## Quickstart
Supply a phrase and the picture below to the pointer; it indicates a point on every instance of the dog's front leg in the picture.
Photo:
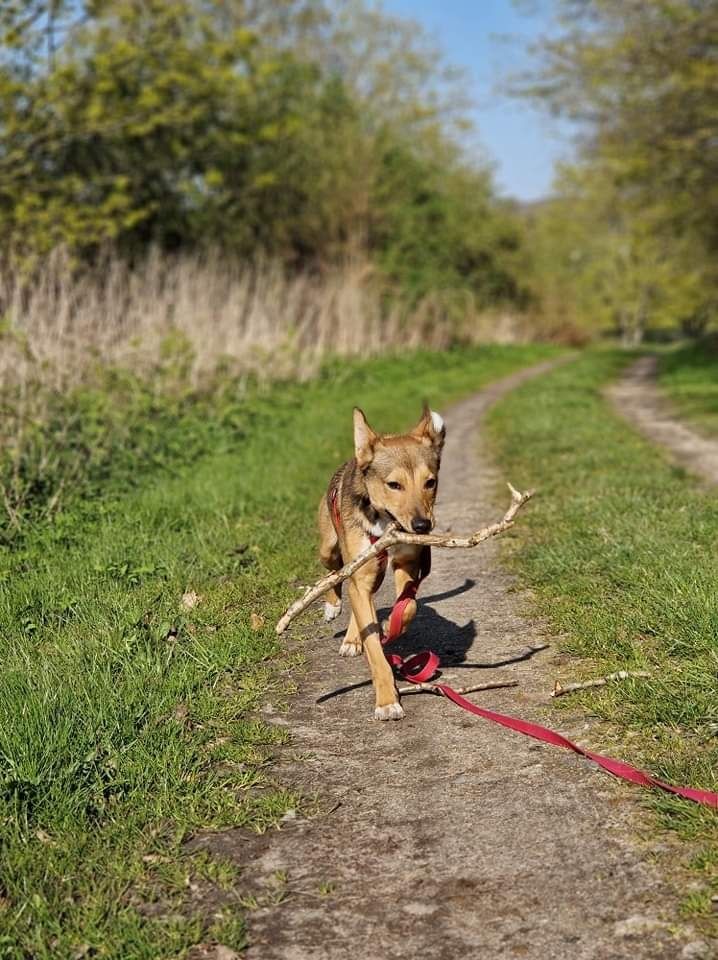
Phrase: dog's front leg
(386, 697)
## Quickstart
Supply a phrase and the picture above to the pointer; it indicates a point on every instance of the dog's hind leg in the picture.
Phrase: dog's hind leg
(331, 557)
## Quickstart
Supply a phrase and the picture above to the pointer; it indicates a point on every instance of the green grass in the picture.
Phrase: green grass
(620, 550)
(128, 722)
(689, 376)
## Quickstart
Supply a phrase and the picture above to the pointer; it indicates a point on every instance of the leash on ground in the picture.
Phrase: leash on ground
(421, 667)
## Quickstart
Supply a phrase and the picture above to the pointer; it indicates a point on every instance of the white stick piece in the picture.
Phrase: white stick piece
(559, 690)
(390, 538)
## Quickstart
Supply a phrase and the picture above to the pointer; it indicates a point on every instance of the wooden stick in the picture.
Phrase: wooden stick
(559, 691)
(393, 535)
(436, 688)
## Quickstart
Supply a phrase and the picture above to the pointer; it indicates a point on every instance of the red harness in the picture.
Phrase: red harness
(421, 667)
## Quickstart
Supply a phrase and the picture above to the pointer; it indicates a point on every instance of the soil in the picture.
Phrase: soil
(442, 835)
(637, 397)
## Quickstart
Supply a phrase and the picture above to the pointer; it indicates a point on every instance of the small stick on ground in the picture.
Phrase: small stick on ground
(390, 538)
(436, 687)
(559, 690)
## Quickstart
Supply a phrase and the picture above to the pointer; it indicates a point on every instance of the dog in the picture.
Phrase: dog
(392, 477)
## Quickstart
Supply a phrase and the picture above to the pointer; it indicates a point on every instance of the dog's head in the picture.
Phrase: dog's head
(402, 471)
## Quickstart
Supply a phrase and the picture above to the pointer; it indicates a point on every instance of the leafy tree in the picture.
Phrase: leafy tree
(640, 80)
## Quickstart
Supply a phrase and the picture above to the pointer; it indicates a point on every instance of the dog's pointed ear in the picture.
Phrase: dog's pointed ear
(364, 439)
(430, 428)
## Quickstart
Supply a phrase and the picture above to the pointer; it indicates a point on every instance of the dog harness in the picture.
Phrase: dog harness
(421, 667)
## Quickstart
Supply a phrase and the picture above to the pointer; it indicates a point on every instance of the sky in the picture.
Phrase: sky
(488, 39)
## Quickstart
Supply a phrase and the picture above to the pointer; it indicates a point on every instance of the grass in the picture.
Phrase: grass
(619, 550)
(129, 722)
(689, 376)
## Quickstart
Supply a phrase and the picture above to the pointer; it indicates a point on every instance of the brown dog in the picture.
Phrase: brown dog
(392, 477)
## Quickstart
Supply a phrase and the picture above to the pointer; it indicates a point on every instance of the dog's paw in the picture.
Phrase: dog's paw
(351, 648)
(332, 611)
(392, 711)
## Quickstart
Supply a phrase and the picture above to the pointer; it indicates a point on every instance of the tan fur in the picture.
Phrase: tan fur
(390, 477)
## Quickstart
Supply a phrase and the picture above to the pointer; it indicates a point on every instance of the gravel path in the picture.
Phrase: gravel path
(443, 835)
(637, 398)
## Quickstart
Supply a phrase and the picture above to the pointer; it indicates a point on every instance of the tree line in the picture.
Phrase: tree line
(629, 241)
(319, 132)
(298, 130)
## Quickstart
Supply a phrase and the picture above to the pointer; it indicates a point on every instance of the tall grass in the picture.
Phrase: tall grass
(94, 363)
(59, 323)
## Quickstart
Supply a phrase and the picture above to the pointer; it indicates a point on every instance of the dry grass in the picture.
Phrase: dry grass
(59, 325)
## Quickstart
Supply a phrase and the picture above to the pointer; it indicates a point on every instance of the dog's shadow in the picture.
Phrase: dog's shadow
(431, 631)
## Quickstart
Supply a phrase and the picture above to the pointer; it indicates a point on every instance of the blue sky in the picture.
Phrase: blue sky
(488, 38)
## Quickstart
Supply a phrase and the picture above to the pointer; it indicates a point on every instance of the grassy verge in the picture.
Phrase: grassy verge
(689, 377)
(128, 720)
(620, 551)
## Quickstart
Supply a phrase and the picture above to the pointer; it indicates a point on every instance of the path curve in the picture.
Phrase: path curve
(637, 397)
(441, 835)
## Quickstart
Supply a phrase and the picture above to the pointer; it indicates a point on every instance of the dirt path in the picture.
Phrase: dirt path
(637, 398)
(442, 835)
◆ ◆ ◆ ◆
Restate the full listing verbatim and drop every picture.

## Quickstart
Supply a phrase and the picture below to the pointer; it indicates a point on every instance of the dog's front leg in the picture.
Photo:
Phrase: dog's front leg
(386, 697)
## Quickstart
Supply a phrase and the picture above to the pointer; it indicates a point on every instance of the dog's hind leg in the picture.
Phrase: dog's hind leg
(331, 557)
## Quickstart
Supply a phrase and the picture above to the pointer; it indicates a point on every instance of the green grass in the picture.
Phrase: green grass
(620, 550)
(128, 722)
(689, 376)
## Quickstart
Supply a phrase and the picture above to the pointer; it indicates a point on every instance of the leash on ground in the picture.
Phrase: leash on ground
(421, 667)
## Quickstart
Supply a phrase and the picture above to the pointer; it indicates a point on every instance of the white stick piece in the picture.
Phrase: white stick piece
(559, 690)
(390, 538)
## Quickstart
Supply a phrase and the picture above to the pointer; it indicates a point on every instance of the wooden stick in the picture.
Phrase: wooden stick
(559, 691)
(393, 535)
(436, 688)
## Quickstart
Supply a phrase and the picture above to the pointer; it indicates a point on every instance of the red harness in the picture.
Phrase: red harness
(421, 667)
## Quickstart
Supply a phrase and the picture above to the pointer; it indicates a point on every instance of the soil in the picture.
Phrase: soil
(442, 835)
(637, 397)
## Quickstart
Supply a phrase and the picture above to the pointer; it indicates a point on every instance of the small stick on ground in the picture.
Phrase: small stick on ground
(390, 538)
(436, 687)
(559, 690)
## Quickstart
Supply a phrase and the picture above to the pointer; it indicates a point on every instance of the dog in the picture.
Phrase: dog
(392, 477)
## Quickstart
Supply a phrase and the picture above to the pointer; it indicates a point on every instance of the dog's head in the picture.
Phrase: dog's head
(402, 471)
## Quickstart
Supply a phrase and the picture above to the pointer; it indicates a point on every instance of the leafy tree in the picture.
Phrase: leafy tree
(640, 80)
## Quickstart
Supply a phrase and the picture above to the pointer; it indicates a point on every instance of the dog's pointed ear in the picture.
Phrase: dog's pointed ear
(364, 439)
(430, 428)
## Quickstart
Supply a phrase and the picture above to the pointer; it indicates a point on every instance of the dog harness in the picture.
Phrase: dog harness
(421, 667)
## Quickstart
Supply a phrase and the picture above to the pointer; it indicates a point on every instance of the sky in the picture.
Phrase: sky
(488, 39)
## Quickstart
Supply a phrase and the picture above to the pointer; it indicates a point on every instance of the grass in the picture.
Phrase: grass
(619, 550)
(129, 722)
(689, 376)
## Quickstart
Supply a phrase and the picture above to the pointer; it indicates a point on every instance of the brown dog in the picture.
Phrase: brown dog
(392, 477)
## Quickstart
Supply a phrase and the picture above to the pointer; it indicates a point on every instance of the dog's paw in the picture.
Phrase: dog's paw
(351, 648)
(332, 611)
(392, 711)
## Quickstart
Supply a phrase and the picture above to the pointer; it indicates a point on every instance of the tan fur in the picture.
Phrase: tan fur
(390, 477)
## Quickstart
Supply a phrase and the picture above to the pointer; it indicates a point on every instance of the gravel path in the picture.
Phrase: gravel path
(443, 835)
(637, 398)
## Quickstart
Supply a phrase and the picture above to the pointer; it indicates a point on every instance of the tree line in the picture.
Phrase: tree line
(629, 241)
(319, 132)
(298, 130)
## Quickstart
Supply a phrase and the picture above to the pointer; it indicates a point on every instance of the tall grass in the picture.
Phrase: tall grass
(94, 363)
(59, 323)
## Quickstart
Supply a phrase and the picture above to the pointer; it indicates a point on every instance of the dry grass in the picture.
Phrase: dry grass
(59, 325)
## Quickstart
Supply a phrase and the picture above to the pointer; it indicates a point on every instance of the dog's shadow in the picture.
Phrase: dog's shadow
(431, 631)
## Quickstart
Supply a phrase and the picture above to the pointer; it indicates a point on every instance of the blue sky in the picture.
Phrase: blue sky
(488, 38)
## Quickstart
Supply a phrase and the picture above to the pointer; it indicates a point on every instance of the grassy verge in the picture.
Phrase: grassy verge
(689, 377)
(128, 720)
(620, 551)
## Quickstart
Supply a phrase and the picture above to the pointer; it indicates a point on every instance of the path curve in the picture.
Phrase: path curve
(637, 397)
(441, 835)
## Quickstart
Supply a phrase and the picture above to the pointer; it indicates a point on every instance of the dirt path in the picture.
Phrase: dirt path
(637, 398)
(442, 835)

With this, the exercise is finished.